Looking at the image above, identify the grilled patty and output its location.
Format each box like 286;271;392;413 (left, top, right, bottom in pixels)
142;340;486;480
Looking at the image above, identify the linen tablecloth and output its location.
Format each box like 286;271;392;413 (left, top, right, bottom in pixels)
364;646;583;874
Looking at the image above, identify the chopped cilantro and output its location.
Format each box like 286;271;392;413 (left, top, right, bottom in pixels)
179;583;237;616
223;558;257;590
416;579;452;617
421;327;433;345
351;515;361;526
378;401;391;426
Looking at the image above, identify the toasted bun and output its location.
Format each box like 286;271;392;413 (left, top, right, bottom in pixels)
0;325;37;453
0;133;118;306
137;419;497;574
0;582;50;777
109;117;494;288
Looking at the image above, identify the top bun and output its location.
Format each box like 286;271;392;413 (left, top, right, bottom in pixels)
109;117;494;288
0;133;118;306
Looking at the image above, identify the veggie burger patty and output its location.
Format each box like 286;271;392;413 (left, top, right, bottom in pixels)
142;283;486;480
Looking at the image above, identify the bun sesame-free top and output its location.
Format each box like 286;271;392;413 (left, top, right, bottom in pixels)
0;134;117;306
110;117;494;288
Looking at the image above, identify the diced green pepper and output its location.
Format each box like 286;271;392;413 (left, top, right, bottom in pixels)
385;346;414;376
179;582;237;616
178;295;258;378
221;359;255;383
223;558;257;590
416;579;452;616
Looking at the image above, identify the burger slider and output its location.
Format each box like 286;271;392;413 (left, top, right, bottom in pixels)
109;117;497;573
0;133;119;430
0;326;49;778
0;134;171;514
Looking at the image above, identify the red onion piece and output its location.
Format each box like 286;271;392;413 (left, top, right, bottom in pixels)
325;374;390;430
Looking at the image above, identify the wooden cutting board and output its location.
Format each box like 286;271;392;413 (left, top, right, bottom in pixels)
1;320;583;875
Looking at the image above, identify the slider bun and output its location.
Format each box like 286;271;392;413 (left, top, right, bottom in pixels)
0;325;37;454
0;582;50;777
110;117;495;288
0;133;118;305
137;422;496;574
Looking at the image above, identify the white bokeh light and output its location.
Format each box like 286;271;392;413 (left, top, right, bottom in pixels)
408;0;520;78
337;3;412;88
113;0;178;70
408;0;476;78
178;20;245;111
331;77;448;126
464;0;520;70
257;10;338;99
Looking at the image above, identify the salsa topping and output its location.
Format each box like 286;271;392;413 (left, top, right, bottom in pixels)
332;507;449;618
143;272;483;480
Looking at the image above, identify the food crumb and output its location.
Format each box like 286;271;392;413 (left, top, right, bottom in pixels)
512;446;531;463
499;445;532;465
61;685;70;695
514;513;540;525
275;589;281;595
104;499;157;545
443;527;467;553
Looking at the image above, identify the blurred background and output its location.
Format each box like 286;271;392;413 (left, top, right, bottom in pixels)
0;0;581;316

-*-

▶ **Problem**
Each entry above has to be transcribed exactly as it appears.

▶ **Solution**
Looking at the image above, identify the grilled patty and output its location.
Format each box like 286;271;392;413 (left, top, right, bottom in pixels)
142;340;486;480
Looking at the image above, identify the linen tablecloth and output its location.
Format each box like 286;271;392;413 (left, top, right, bottom in pixels)
364;646;583;874
Looking at the image above, identify the chopped cilantro and output its location.
Format each box like 286;271;392;413 (left, top, right, bottom in pixels)
179;583;237;616
223;558;257;590
416;579;452;617
421;327;433;345
351;515;361;526
378;401;391;426
Looking at the image above, identify the toasted bun and output its location.
Format each box like 286;271;392;413 (left, top, right, bottom in pixels)
0;325;37;453
0;133;118;306
137;419;497;574
0;582;50;777
109;117;494;288
Looking at the image above, identify the top bun and output its location.
Format each box like 286;271;392;413 (left, top, right, bottom in pixels)
109;117;494;288
0;133;118;306
Looking at the image above, identify the veggie burger patty and output its location.
Format each box like 286;271;392;413 (left, top, right, bottom in pixels)
142;283;486;480
Looking at the image above, identify the bun sesame-free top and output its location.
Format each box like 286;271;392;413 (left, top, right, bottom in pixels)
0;134;117;306
110;117;494;288
Looking at the image above, identify the diced green pepper and output its location.
Format each box like 286;271;392;413 (left, top, right, bottom in pixels)
385;346;414;376
179;582;237;616
178;295;258;378
221;359;255;383
223;558;257;590
416;579;452;616
Looking at the image above, identify the burger slider and output its location.
Format each box like 286;271;392;413 (left, top, right, bottom in pixels)
109;117;497;573
0;133;119;430
0;326;49;778
0;134;171;514
Looking at the image above, identify the red onion piece and output its location.
Format each box like 286;271;392;413 (left, top, right, bottom in pixels)
325;374;390;430
Looking at the image above, identify the wooden cutting board and output its location.
Format each box like 286;271;392;413 (left, top, right, bottom in pixels)
1;320;583;875
Looking at the image above, identify the slider bun and output its location.
Format each box like 286;271;392;413 (left, top, right, bottom in pixels)
0;325;37;454
0;582;50;777
110;117;495;288
0;133;118;305
137;422;496;574
Looking at the image above, identify the white bokeh light and output its location.
Format each box like 286;271;392;413 (left, top, right, bottom in pixels)
408;0;520;78
337;3;412;88
113;0;178;70
408;0;476;78
178;20;245;111
331;77;448;126
464;0;520;70
257;10;338;99
Looking at the image above, identify the salsa topping and output its location.
Format each box like 286;271;392;413 (left, top, right, bottom in pixels)
332;507;449;618
143;272;483;480
Looking at the image above, identify the food crumb and output its location.
Format each box like 286;271;392;413 (left, top, right, bottom in pixels)
512;446;531;463
499;445;532;465
61;685;70;695
514;513;540;525
275;589;281;595
104;499;157;545
443;527;467;553
Looking at the image above, identify the blurred background and output its location.
Format each box like 286;271;392;413 (left, top, right, bottom in pixels)
0;0;581;316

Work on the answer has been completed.